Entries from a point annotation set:
*-*-*
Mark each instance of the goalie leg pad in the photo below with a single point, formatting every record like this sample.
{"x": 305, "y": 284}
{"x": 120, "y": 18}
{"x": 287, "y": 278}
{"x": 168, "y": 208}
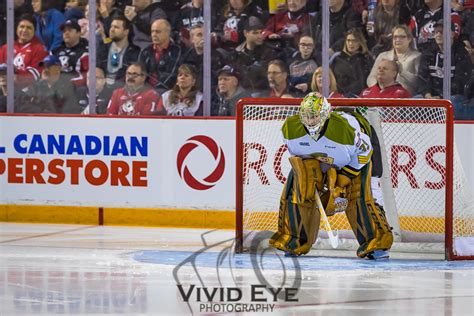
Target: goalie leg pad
{"x": 368, "y": 220}
{"x": 298, "y": 223}
{"x": 307, "y": 176}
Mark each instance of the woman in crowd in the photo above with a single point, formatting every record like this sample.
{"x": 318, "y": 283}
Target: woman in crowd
{"x": 48, "y": 22}
{"x": 303, "y": 64}
{"x": 231, "y": 20}
{"x": 184, "y": 99}
{"x": 317, "y": 83}
{"x": 352, "y": 65}
{"x": 387, "y": 15}
{"x": 407, "y": 58}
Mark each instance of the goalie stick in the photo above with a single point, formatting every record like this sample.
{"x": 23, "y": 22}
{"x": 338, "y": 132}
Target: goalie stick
{"x": 333, "y": 238}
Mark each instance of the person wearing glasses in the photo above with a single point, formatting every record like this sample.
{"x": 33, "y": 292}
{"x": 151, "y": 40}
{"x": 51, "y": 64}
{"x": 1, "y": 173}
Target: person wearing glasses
{"x": 28, "y": 52}
{"x": 229, "y": 91}
{"x": 73, "y": 53}
{"x": 162, "y": 57}
{"x": 352, "y": 65}
{"x": 303, "y": 64}
{"x": 103, "y": 94}
{"x": 253, "y": 55}
{"x": 52, "y": 94}
{"x": 184, "y": 99}
{"x": 277, "y": 76}
{"x": 404, "y": 54}
{"x": 135, "y": 98}
{"x": 387, "y": 14}
{"x": 116, "y": 56}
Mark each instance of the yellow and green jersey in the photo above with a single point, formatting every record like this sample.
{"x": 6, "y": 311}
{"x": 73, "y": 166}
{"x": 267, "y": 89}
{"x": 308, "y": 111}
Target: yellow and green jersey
{"x": 343, "y": 143}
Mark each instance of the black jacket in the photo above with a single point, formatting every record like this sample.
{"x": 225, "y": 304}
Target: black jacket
{"x": 40, "y": 98}
{"x": 130, "y": 56}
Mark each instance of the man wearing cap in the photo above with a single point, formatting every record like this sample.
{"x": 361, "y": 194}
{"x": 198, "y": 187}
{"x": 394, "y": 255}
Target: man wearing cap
{"x": 116, "y": 56}
{"x": 135, "y": 98}
{"x": 28, "y": 52}
{"x": 422, "y": 23}
{"x": 52, "y": 94}
{"x": 48, "y": 21}
{"x": 142, "y": 14}
{"x": 253, "y": 55}
{"x": 229, "y": 91}
{"x": 431, "y": 72}
{"x": 73, "y": 53}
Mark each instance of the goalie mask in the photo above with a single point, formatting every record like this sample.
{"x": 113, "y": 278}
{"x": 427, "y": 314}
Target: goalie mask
{"x": 314, "y": 111}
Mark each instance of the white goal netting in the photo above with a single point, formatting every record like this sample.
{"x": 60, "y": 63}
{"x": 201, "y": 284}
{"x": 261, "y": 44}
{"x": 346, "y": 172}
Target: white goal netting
{"x": 415, "y": 184}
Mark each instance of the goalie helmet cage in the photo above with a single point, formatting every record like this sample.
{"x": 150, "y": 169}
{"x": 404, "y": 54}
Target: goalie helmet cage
{"x": 425, "y": 191}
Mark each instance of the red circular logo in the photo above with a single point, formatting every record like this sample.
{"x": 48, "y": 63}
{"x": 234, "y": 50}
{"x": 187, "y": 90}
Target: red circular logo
{"x": 216, "y": 151}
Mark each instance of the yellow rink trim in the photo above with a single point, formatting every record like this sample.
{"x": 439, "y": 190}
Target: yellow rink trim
{"x": 49, "y": 214}
{"x": 118, "y": 216}
{"x": 191, "y": 218}
{"x": 339, "y": 222}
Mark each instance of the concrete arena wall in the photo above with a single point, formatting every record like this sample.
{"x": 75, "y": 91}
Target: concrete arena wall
{"x": 122, "y": 171}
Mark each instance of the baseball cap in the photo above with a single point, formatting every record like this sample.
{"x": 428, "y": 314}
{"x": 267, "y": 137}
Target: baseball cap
{"x": 439, "y": 23}
{"x": 229, "y": 71}
{"x": 71, "y": 24}
{"x": 253, "y": 23}
{"x": 49, "y": 61}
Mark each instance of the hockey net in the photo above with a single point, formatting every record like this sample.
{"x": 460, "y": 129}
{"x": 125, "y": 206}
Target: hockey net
{"x": 426, "y": 196}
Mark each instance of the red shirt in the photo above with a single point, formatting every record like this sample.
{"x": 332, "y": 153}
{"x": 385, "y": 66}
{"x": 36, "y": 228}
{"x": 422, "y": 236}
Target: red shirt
{"x": 395, "y": 91}
{"x": 26, "y": 61}
{"x": 283, "y": 25}
{"x": 143, "y": 102}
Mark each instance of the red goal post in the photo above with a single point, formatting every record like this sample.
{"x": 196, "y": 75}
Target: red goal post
{"x": 426, "y": 193}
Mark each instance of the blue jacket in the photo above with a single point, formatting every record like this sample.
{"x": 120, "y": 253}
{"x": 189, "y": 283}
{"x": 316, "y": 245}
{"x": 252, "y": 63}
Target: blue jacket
{"x": 48, "y": 32}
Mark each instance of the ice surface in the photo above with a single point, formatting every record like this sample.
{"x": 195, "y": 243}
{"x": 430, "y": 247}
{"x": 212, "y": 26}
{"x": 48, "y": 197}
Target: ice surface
{"x": 68, "y": 269}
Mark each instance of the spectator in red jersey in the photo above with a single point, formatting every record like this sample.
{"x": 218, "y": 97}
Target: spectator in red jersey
{"x": 352, "y": 65}
{"x": 303, "y": 64}
{"x": 190, "y": 15}
{"x": 135, "y": 98}
{"x": 287, "y": 25}
{"x": 28, "y": 52}
{"x": 162, "y": 57}
{"x": 48, "y": 20}
{"x": 405, "y": 55}
{"x": 231, "y": 21}
{"x": 278, "y": 81}
{"x": 184, "y": 99}
{"x": 422, "y": 23}
{"x": 317, "y": 83}
{"x": 386, "y": 86}
{"x": 52, "y": 94}
{"x": 73, "y": 53}
{"x": 229, "y": 91}
{"x": 142, "y": 14}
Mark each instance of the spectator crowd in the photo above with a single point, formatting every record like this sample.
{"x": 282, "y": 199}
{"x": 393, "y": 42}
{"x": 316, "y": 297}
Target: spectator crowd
{"x": 150, "y": 53}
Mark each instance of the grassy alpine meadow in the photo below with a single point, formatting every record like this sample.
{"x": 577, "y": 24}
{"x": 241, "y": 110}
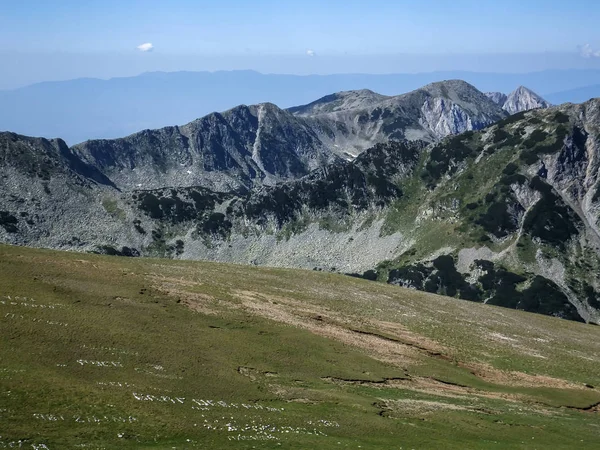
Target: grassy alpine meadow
{"x": 103, "y": 352}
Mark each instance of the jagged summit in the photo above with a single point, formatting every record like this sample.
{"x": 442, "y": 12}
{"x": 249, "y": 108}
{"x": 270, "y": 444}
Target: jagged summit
{"x": 521, "y": 99}
{"x": 340, "y": 101}
{"x": 497, "y": 97}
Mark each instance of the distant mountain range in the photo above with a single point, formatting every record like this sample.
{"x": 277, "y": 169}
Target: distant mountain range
{"x": 521, "y": 99}
{"x": 439, "y": 189}
{"x": 83, "y": 109}
{"x": 578, "y": 95}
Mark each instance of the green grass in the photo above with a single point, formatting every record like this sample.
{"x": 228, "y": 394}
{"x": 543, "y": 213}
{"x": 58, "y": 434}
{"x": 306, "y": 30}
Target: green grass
{"x": 108, "y": 352}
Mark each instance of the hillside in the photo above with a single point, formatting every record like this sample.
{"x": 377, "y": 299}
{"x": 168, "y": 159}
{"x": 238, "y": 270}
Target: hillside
{"x": 82, "y": 109}
{"x": 140, "y": 353}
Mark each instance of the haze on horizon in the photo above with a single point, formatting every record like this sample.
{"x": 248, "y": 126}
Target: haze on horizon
{"x": 58, "y": 40}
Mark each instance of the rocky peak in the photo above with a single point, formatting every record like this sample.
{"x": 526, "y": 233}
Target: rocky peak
{"x": 523, "y": 99}
{"x": 339, "y": 102}
{"x": 497, "y": 97}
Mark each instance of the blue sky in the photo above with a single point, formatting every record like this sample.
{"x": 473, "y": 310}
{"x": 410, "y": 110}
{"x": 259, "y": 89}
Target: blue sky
{"x": 48, "y": 39}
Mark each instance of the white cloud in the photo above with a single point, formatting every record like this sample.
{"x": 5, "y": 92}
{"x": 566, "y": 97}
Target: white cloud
{"x": 588, "y": 52}
{"x": 147, "y": 47}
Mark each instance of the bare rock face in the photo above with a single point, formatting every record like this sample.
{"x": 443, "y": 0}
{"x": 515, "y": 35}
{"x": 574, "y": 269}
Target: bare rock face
{"x": 498, "y": 98}
{"x": 350, "y": 122}
{"x": 239, "y": 147}
{"x": 523, "y": 99}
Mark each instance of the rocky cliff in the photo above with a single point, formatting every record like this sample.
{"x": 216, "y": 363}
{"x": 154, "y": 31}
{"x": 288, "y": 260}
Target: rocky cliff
{"x": 521, "y": 99}
{"x": 508, "y": 214}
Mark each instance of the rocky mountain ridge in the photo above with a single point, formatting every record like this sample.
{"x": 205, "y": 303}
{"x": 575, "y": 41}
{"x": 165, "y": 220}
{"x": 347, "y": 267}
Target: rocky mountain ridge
{"x": 263, "y": 144}
{"x": 519, "y": 100}
{"x": 507, "y": 215}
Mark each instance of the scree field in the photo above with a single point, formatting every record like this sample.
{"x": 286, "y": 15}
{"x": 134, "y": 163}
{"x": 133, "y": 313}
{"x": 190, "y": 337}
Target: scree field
{"x": 107, "y": 352}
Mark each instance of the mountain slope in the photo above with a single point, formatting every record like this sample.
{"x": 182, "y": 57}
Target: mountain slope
{"x": 258, "y": 144}
{"x": 497, "y": 97}
{"x": 228, "y": 150}
{"x": 138, "y": 353}
{"x": 350, "y": 122}
{"x": 79, "y": 110}
{"x": 578, "y": 95}
{"x": 523, "y": 99}
{"x": 506, "y": 215}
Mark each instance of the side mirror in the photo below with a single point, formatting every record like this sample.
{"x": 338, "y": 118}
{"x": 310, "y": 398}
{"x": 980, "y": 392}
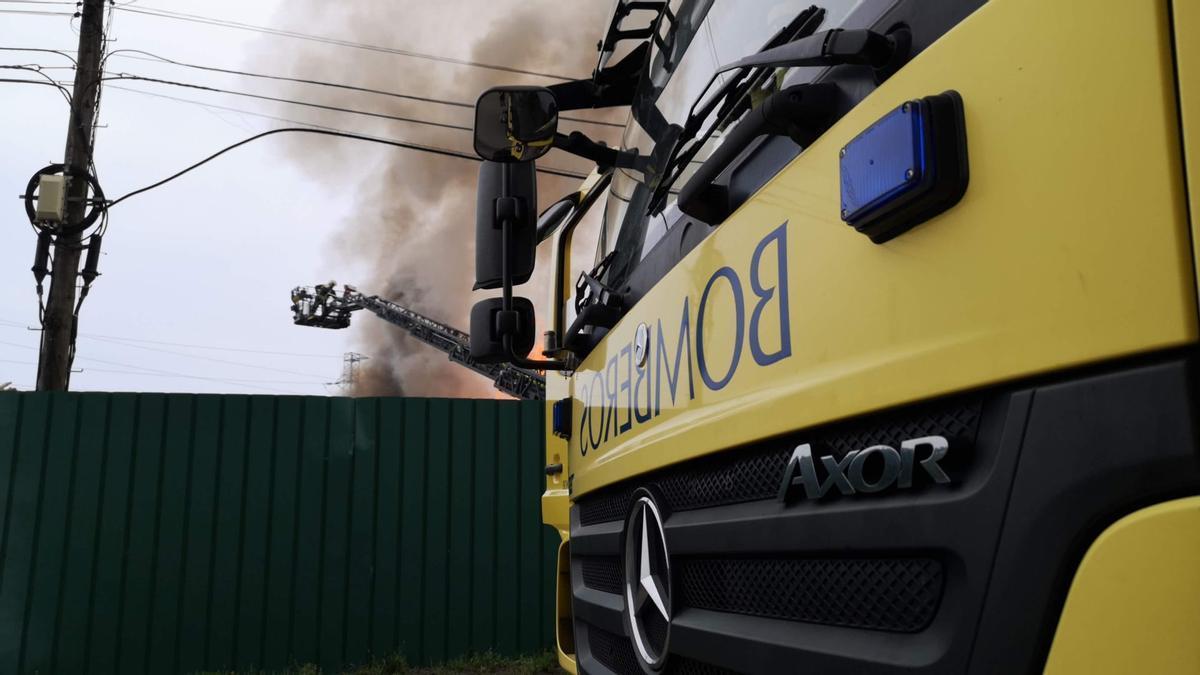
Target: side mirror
{"x": 515, "y": 124}
{"x": 490, "y": 323}
{"x": 505, "y": 191}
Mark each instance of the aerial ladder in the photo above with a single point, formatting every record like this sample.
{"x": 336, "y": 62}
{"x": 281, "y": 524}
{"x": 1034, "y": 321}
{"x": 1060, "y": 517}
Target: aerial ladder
{"x": 323, "y": 306}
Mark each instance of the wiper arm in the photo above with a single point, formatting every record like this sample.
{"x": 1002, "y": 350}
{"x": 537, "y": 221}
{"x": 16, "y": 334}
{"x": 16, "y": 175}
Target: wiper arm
{"x": 727, "y": 97}
{"x": 885, "y": 53}
{"x": 833, "y": 47}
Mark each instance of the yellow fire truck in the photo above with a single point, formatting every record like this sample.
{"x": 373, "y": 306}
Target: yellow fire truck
{"x": 883, "y": 354}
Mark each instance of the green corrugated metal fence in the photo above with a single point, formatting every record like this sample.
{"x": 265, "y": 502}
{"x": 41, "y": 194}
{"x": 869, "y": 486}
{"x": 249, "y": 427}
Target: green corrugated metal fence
{"x": 174, "y": 533}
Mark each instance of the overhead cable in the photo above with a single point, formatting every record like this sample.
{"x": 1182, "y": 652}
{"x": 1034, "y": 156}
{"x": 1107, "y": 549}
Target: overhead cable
{"x": 327, "y": 40}
{"x": 383, "y": 139}
{"x": 155, "y": 58}
{"x": 288, "y": 101}
{"x": 324, "y": 132}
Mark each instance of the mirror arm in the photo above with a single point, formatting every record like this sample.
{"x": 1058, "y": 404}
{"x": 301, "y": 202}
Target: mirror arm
{"x": 579, "y": 144}
{"x": 507, "y": 318}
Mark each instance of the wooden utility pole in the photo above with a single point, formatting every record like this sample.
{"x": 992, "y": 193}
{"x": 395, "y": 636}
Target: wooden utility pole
{"x": 59, "y": 320}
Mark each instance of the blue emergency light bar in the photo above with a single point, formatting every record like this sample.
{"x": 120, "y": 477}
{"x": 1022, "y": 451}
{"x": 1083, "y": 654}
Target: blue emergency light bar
{"x": 905, "y": 168}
*-*-*
EXERCISE PROMPT | Quote, word for word, every line starting at the one that contains "Mark each instance of the wooden" and ending with the final line of the entries.

RIGHT ANSWER |
Mark each instance of the wooden utility pole in the photo above with a single point, formatting every record like this sample.
{"x": 992, "y": 193}
{"x": 395, "y": 636}
Target: wooden utility pole
{"x": 59, "y": 320}
Mark each instance of the blue emergency light bar in the photo above with a single point, formatting every record like this sample.
{"x": 120, "y": 477}
{"x": 1022, "y": 451}
{"x": 1083, "y": 654}
Target: blue emergency light bar
{"x": 905, "y": 168}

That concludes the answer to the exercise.